Adat Nan Teradat ini dengan sendirinya menyangkut pengaturan tingkah laku dan
kebiasaan pribadi orang perorangan seperti tata cara berpakaian, makan-minum,
ke pesta, dan sebagainya. Dahulu misalnya, para pemuda di kampung biasa memakai
kain sarung ke mana saja, karena iklim di sana dingin, tetapi karena udara
tidak sedingin dahulu lagi maka sekarang tidak memakai
sarung lagi, hanya jaket saja. Dulu orang Minang biasa makari dengan
menggunakan tangan, tetapi sekarang sudah biasa pula memakai sendok garpu ala
barat. Perubahan tata cara ini dianggap tidak melanggar adat.
Adat Istiadat
Adat Istiadat adalah peraturan-peraturan yang juga
dibuat oleh penghulu-penghulu disuatu nagari melalui musyawarah mufakat
sehubungan dengan sehubungan dengan kesukaan anak nagari seperti kesenian, olah
raga, pencak silat randai, talempong, pakaian laki-laki, pakaian wanita,
barang-barang bawaan (hantaran) ke rumah mempelai, begitupun helat jamu
meresmikan sako, marawa, tanggo, gaba-gaba, pelaminan dan sebagainya. Untuk
adat Istiadat ini juga berlaku pepatah yang berbunyi :
Lain lubuak lain ikannyo,
lain padang lain balalangnyo,
lain nagari lain adatnyo (istiadatnyo)
.
Adat nan Teradat dan Adat Istiadat tersebut adalah
peraturan pelaksanaan dari aturan-aturan pokok yang telah diciptakan oleh
nenek-moyang. Statusnya disebut dengan Adat nan babuhua sentak, artinya
aturan Adat yang dapat diubah, dikurangi, ditambah dengan melalui musyawarah
mufakat dan selama tidak bertentangan dengan pokok hukum yang telah dituangkan
dalam pepatah-petitiah ciptaan nenek-moyang (kato pusako) Adat.
Nan elok diambiak jo etongan,
Nan buruak dibuang jo mufakaik.
Keempat jenis Adat tersebut merupakan suatu kesatuan
yang tak dapat dipisahkan satu dengan yang lain. Sebagai pemudahan penyebutan,
keempat adat tersebut di atas dapat secara utuh disebut dengan Adat Istiadat
Minangkabau.

(Data Tercatat)
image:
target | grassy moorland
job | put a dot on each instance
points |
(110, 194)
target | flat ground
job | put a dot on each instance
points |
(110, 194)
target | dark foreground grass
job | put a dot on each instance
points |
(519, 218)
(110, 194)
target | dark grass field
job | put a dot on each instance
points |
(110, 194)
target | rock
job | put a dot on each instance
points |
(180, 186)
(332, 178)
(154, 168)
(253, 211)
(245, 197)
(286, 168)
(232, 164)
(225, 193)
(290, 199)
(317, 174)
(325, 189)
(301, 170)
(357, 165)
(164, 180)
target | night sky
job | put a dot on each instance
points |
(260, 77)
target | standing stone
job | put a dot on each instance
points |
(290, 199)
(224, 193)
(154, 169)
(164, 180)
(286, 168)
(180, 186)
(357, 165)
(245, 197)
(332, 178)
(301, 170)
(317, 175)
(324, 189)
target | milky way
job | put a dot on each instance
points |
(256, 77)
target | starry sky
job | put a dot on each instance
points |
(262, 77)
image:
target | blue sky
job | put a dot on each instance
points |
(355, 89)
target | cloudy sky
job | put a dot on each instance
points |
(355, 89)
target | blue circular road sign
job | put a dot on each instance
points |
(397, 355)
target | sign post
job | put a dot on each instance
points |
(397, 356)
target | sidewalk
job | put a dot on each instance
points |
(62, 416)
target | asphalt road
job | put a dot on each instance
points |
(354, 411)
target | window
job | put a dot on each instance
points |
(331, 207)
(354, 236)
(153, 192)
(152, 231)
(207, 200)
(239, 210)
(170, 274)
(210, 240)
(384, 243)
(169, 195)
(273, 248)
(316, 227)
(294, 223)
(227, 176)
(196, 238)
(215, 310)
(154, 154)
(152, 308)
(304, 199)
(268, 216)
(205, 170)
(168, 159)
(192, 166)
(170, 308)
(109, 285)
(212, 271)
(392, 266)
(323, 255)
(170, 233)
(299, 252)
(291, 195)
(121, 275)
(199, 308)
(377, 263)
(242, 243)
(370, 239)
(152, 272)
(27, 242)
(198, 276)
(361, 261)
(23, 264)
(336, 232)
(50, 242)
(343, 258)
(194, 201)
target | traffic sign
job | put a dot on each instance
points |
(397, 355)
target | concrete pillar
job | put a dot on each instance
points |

# YANG PERLU DIKERJAKAN:
A - Jawab pertanyaan berikut berdasarkan teks adat Minangkabau.
(i) Apa yang kini dipakai para pemuda di kampung sebagai ganti kain sarung?
(ii) Siapa yang membuat peraturan Adat Istiadat di suatu nagari?
(iii) Apa sebutan bagi status Adat nan Teradat dan Adat Istiadat?
B - Kembalikan bagian teks adat Minangkabau yang dimulai dari "Adat Nan Teradat ini" dan berakhir pada "tidak melanggar adat.", tanpa perubahan apa pun.
C - Tolong terjemahkan kalimat "Perubahan tata cara ini dianggap tidak melanggar adat." dari teks adat Minangkabau ke dalam bahasa Inggris.

# JAWABAN:
A -
(i) Jaket.
(ii) Penghulu-penghulu di nagari itu, melalui musyawarah mufakat.
(iii) Adat nan babuhua sentak.

B -
Adat Nan Teradat ini dengan sendirinya menyangkut pengaturan tingkah laku dan
kebiasaan pribadi orang perorangan seperti tata cara berpakaian, makan-minum,
ke pesta, dan sebagainya. Dahulu misalnya, para pemuda di kampung biasa memakai
kain sarung ke mana saja, karena iklim di sana dingin, tetapi karena udara
tidak sedingin dahulu lagi maka sekarang tidak memakai
sarung lagi, hanya jaket saja. Dulu orang Minang biasa makari dengan
menggunakan tangan, tetapi sekarang sudah biasa pula memakai sendok garpu ala
barat. Perubahan tata cara ini dianggap tidak melanggar adat.

C - This change in customs is not considered a violation of adat.